(Named object pointing items)
* * *

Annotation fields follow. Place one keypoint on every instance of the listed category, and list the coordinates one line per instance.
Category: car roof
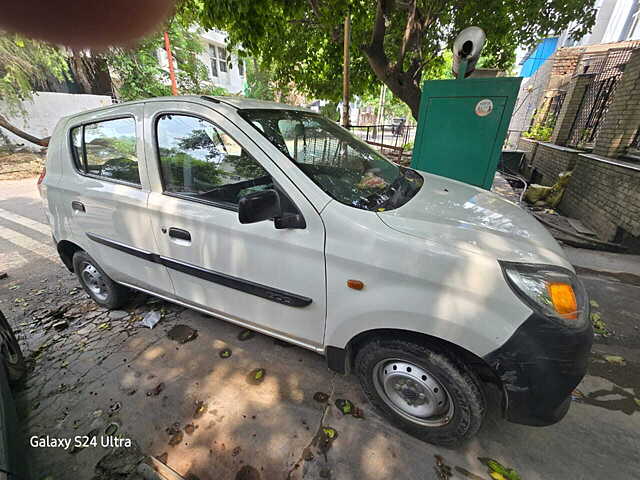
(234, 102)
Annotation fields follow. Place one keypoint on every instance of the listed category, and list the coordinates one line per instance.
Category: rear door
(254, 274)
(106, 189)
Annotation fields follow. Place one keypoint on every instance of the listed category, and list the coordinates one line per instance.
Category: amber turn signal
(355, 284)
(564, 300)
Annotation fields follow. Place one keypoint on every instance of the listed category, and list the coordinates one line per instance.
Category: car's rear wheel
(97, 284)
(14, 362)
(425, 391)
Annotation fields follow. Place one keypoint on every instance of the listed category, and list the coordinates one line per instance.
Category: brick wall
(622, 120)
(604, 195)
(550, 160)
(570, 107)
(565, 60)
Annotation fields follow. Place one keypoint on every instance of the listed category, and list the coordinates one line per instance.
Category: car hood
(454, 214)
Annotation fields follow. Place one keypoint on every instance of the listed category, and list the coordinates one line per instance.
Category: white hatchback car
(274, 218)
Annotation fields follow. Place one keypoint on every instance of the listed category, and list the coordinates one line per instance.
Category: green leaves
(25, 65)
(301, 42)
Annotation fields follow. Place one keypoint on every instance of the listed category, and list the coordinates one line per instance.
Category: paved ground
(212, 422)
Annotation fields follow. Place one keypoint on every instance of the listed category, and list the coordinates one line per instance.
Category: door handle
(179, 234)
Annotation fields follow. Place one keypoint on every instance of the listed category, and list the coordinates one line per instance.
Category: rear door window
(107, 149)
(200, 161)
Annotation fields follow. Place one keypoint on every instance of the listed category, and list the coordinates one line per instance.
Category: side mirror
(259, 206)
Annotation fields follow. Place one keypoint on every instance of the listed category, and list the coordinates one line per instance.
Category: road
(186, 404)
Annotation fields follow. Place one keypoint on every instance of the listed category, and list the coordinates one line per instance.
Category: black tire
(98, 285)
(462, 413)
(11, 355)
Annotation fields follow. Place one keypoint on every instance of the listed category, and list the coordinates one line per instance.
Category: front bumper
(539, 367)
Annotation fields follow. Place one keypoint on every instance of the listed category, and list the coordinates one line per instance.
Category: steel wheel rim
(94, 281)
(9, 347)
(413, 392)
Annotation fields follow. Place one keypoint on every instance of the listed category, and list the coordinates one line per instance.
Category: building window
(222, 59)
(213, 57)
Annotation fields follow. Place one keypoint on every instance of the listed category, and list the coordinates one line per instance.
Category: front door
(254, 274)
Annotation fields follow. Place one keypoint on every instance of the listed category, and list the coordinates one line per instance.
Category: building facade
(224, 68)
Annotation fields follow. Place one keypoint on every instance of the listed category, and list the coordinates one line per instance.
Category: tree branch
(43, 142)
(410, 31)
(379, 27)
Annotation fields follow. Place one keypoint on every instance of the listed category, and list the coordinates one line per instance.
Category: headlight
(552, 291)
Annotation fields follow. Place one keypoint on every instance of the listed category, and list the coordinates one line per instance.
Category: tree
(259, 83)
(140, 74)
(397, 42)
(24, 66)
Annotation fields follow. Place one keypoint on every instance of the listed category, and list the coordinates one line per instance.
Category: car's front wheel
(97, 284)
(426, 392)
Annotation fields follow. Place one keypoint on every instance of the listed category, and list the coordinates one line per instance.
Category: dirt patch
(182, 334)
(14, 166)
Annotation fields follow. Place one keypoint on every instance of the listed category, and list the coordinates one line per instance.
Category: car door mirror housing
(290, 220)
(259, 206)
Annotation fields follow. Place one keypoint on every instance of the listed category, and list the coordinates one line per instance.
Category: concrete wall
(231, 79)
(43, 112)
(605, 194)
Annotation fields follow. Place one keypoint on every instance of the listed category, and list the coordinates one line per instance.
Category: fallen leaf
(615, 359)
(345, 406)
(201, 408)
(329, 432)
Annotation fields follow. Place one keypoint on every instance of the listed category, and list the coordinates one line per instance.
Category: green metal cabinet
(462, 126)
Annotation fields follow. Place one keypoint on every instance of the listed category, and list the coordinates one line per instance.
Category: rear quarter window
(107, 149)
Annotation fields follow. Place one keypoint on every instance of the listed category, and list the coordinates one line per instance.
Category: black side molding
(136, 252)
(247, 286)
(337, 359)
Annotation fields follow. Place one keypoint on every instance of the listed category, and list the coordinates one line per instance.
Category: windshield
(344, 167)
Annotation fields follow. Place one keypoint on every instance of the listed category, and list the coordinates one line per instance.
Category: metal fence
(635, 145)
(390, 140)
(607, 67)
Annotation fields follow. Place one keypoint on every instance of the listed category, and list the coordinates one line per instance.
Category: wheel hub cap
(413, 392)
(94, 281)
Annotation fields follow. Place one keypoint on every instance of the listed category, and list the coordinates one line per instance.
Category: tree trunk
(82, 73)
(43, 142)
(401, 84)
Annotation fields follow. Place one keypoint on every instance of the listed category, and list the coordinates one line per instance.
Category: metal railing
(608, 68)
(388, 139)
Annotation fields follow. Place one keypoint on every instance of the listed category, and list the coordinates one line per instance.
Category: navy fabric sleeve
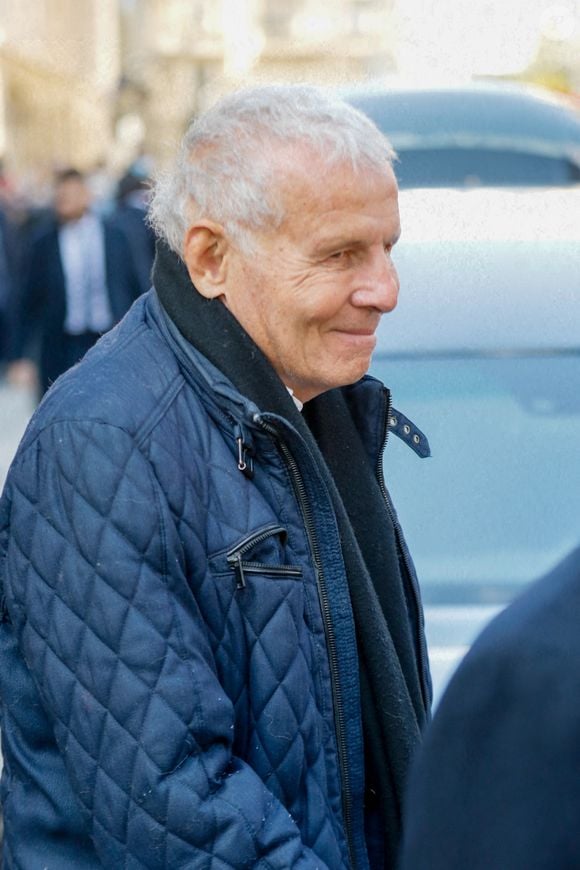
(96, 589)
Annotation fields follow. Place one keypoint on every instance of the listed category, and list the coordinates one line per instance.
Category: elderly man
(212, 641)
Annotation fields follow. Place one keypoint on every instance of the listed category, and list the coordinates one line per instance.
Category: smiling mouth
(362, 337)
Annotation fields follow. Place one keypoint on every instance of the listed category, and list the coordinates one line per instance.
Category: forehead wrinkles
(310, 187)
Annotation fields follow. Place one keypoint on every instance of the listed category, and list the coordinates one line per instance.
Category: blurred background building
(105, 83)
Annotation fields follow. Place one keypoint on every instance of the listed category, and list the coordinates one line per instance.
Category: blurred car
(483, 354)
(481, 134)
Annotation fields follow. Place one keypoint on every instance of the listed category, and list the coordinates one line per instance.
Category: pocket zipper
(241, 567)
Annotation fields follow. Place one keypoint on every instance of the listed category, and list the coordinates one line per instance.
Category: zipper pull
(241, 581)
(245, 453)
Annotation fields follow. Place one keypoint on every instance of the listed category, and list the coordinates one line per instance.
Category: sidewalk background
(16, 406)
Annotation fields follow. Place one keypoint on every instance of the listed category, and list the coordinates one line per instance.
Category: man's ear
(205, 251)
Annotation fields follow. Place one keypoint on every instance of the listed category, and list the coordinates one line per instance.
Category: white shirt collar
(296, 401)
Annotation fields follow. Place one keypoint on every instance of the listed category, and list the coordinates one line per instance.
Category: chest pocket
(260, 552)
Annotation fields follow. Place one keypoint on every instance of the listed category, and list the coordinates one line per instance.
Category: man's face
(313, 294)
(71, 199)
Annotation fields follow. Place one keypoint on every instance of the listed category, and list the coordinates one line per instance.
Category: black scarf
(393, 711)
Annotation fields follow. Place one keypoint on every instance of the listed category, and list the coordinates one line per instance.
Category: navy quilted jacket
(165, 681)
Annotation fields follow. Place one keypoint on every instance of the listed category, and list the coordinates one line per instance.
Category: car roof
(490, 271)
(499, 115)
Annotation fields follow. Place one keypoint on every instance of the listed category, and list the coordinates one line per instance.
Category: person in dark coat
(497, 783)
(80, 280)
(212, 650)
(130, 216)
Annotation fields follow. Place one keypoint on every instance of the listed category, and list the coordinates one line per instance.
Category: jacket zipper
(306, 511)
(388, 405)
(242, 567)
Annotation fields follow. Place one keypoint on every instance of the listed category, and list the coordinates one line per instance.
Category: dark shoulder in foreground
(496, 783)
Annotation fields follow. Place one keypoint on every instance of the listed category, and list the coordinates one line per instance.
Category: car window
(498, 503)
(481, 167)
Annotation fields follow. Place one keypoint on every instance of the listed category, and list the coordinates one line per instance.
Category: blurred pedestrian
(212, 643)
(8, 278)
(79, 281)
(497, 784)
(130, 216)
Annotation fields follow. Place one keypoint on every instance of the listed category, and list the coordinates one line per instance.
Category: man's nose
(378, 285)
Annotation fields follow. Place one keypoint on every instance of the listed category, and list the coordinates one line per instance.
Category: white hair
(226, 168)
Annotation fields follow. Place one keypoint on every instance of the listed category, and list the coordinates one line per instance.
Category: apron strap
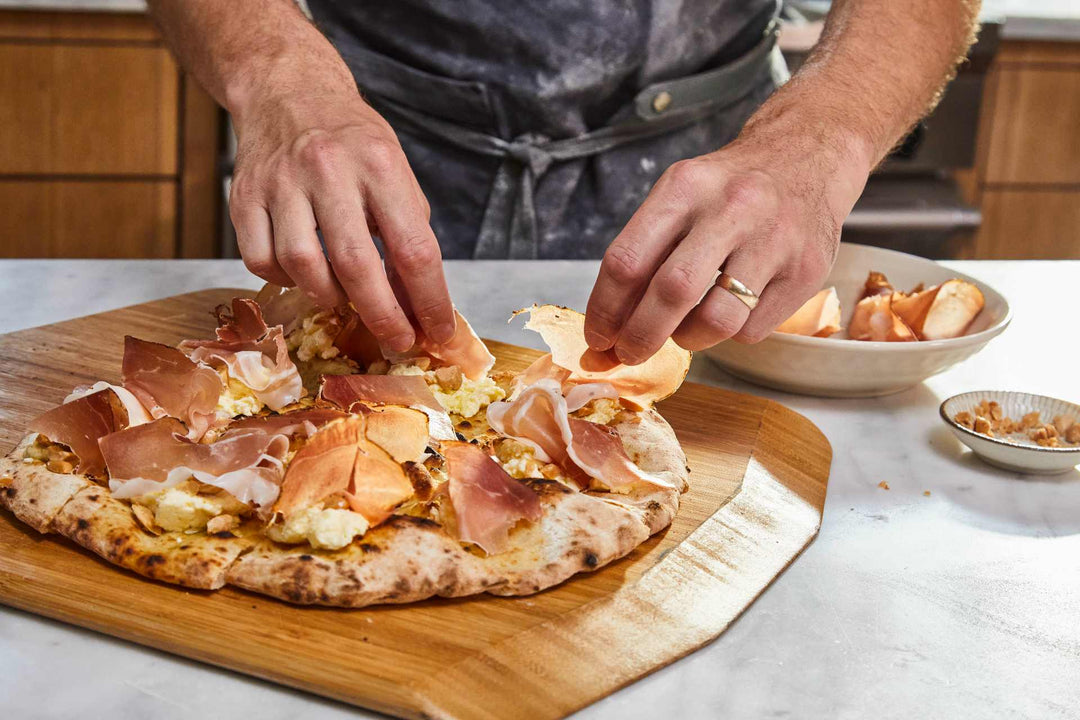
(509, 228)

* * *

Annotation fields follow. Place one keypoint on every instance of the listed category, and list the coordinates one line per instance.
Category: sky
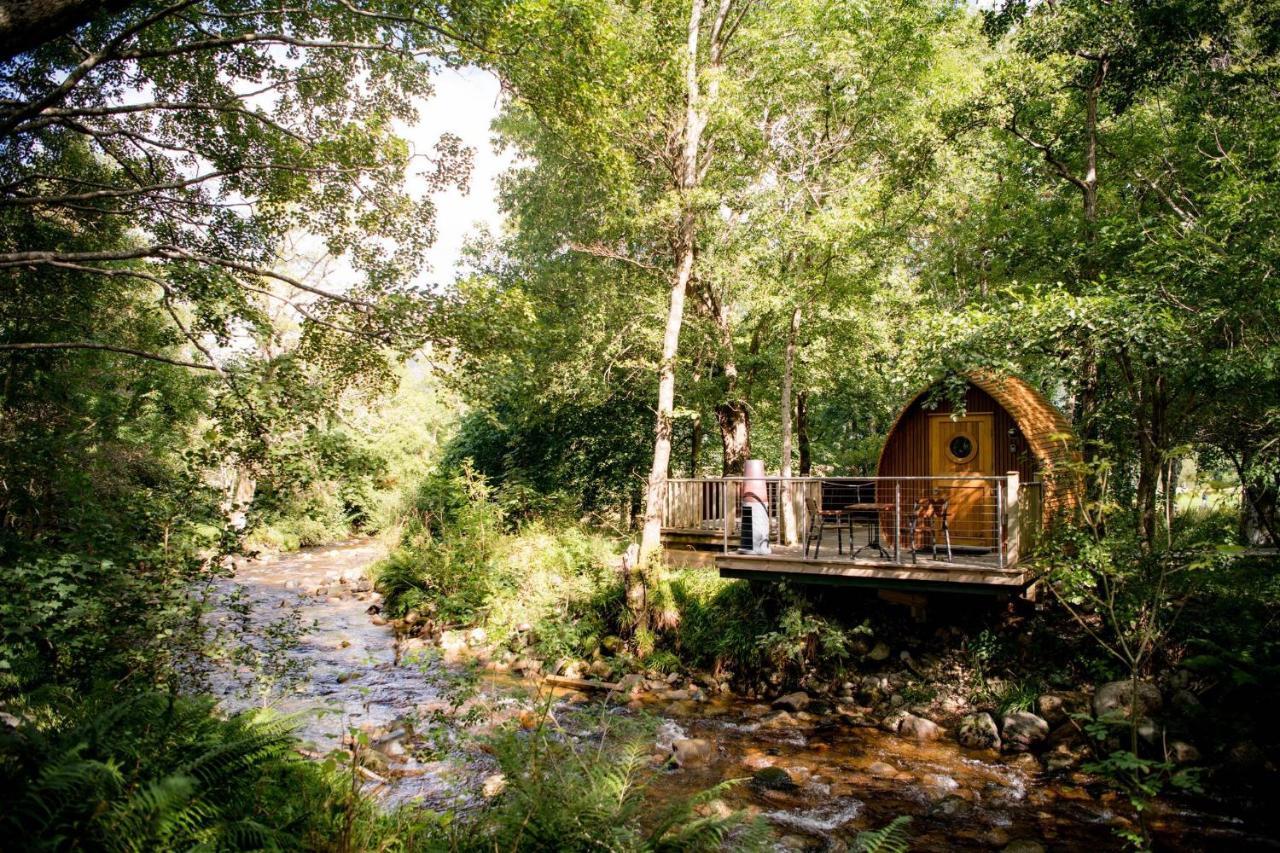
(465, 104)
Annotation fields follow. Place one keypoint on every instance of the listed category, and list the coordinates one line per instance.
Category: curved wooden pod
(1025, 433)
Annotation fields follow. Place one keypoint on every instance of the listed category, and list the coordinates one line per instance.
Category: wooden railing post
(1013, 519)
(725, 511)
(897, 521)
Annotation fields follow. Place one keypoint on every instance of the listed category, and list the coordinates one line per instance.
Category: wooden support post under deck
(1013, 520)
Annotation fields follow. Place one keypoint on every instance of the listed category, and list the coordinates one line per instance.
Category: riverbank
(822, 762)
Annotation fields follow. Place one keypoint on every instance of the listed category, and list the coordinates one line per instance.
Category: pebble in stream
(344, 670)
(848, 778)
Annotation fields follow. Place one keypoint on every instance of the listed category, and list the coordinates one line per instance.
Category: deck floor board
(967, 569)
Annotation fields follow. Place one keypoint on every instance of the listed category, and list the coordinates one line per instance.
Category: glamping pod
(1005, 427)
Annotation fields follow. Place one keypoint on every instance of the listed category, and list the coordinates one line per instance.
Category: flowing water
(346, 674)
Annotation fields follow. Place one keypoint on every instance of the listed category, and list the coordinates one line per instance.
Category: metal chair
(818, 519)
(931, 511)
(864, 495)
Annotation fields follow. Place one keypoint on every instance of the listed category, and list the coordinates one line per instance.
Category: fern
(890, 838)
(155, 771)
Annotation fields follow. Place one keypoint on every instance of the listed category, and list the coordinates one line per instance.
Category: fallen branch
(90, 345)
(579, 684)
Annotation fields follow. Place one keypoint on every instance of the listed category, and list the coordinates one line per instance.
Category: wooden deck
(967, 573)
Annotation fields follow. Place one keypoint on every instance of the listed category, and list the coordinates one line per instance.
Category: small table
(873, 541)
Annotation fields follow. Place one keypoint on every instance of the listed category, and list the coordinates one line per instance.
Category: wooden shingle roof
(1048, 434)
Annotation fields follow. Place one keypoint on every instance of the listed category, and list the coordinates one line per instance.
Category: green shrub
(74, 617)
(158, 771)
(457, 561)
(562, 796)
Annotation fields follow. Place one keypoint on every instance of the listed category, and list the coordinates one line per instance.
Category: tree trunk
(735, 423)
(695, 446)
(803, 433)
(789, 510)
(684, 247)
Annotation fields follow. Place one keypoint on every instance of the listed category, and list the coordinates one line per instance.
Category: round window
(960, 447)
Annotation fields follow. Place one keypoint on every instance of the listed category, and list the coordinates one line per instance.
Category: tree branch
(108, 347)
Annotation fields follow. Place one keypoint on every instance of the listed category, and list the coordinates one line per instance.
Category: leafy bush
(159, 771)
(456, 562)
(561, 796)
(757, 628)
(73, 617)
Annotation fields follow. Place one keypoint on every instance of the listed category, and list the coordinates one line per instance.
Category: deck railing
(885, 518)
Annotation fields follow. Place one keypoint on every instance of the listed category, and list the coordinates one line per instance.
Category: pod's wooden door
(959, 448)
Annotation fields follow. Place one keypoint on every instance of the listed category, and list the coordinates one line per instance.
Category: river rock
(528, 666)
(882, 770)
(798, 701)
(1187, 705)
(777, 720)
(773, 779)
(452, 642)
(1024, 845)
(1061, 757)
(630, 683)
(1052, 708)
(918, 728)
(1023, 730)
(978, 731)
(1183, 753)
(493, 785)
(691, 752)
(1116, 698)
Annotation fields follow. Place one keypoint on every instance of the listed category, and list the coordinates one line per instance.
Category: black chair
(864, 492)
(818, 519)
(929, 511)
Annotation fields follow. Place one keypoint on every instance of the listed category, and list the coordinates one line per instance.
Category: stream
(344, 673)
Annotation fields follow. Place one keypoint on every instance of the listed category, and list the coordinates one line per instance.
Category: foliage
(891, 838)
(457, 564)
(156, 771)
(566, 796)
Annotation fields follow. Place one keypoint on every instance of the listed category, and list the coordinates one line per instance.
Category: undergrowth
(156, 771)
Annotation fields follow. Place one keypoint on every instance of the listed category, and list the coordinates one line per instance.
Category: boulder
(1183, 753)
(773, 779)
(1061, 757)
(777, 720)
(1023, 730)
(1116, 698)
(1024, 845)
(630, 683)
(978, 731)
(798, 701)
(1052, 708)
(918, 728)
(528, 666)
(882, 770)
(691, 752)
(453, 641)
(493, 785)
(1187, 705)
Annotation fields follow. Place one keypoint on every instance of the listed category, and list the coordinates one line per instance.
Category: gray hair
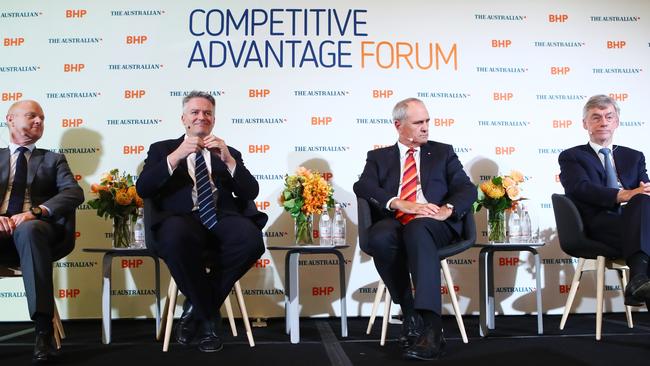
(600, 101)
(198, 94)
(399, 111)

* * *

▸ Work instructions
Count the lines of the items above that contain the word "rear", and give only the number.

▸ Finished exercise
4